Retype every entry in its entirety, without alteration.

(Position identification records)
>> start

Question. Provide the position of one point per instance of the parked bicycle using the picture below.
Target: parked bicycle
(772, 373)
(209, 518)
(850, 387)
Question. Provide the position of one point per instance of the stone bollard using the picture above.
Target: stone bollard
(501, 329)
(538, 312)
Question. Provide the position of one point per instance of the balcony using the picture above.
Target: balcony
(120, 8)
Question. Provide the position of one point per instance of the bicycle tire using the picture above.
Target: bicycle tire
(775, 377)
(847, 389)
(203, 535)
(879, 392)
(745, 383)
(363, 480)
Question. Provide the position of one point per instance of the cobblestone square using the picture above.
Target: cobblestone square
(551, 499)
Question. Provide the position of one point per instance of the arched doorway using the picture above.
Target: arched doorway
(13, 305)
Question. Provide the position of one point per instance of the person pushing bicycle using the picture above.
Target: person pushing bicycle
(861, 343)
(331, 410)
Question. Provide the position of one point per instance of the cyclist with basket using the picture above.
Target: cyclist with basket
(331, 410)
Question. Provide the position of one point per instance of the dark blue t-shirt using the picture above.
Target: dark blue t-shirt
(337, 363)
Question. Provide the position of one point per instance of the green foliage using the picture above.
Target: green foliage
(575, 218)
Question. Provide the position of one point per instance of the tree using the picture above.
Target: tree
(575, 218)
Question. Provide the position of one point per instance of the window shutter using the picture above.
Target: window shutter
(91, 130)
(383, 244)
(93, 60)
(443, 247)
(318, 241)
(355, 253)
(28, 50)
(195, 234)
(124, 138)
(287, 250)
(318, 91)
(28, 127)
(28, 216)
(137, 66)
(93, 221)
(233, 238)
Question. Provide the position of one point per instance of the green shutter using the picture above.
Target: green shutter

>> end

• **ANSWER FOR THIS EXERCISE**:
Question. Provide the position of one point per instance of the parked bicycle using the picture below.
Target: parked bicycle
(772, 373)
(209, 518)
(850, 387)
Question. Provide the position of one point per instance of the stone bollard using the picture above.
Target: stone bollard
(501, 329)
(538, 312)
Question. Provide the position of one point per instance of the balcony using the picture above.
Target: balcony
(120, 8)
Question. Provide the position of one point per instance of the bicycle tire using the picture above.
Target: bicycle tire
(775, 377)
(847, 389)
(203, 535)
(879, 392)
(745, 383)
(363, 480)
Question. Provide the position of one point per instance of the cobblestone square using the picture above.
Target: cobblestone square
(551, 499)
Question. Provide the position of one point per instance of the arched doorway using the picture above.
Target: arched doorway
(13, 305)
Question. Provide the position of one point per instance of the person pushing bicycle using the picture above.
Target: person pushing bicycle
(861, 343)
(331, 410)
Question. Provide the position of one point per instance of the cyclist with basket using the picture above.
Target: cyclist with basket
(331, 410)
Question. Provide the position of one point per instance of the dark blue t-shirt using the picture above.
Target: dark blue t-shirt
(337, 363)
Question. Provide the position of one point per instance of the green foliage using the picture above.
Target: green foliage
(575, 218)
Question. Provide the position of one point per instance of the tree using the picture above.
Target: tree
(575, 218)
Question. Provide the position of one point per instance of the window shutter using the picture above.
Target: window shutter
(91, 130)
(383, 244)
(93, 60)
(443, 247)
(318, 241)
(355, 253)
(28, 50)
(195, 234)
(124, 138)
(287, 250)
(318, 91)
(28, 127)
(28, 216)
(137, 66)
(93, 221)
(233, 238)
Question. Provide the position of one point per instance of the green shutter using the picture above.
Target: green shutter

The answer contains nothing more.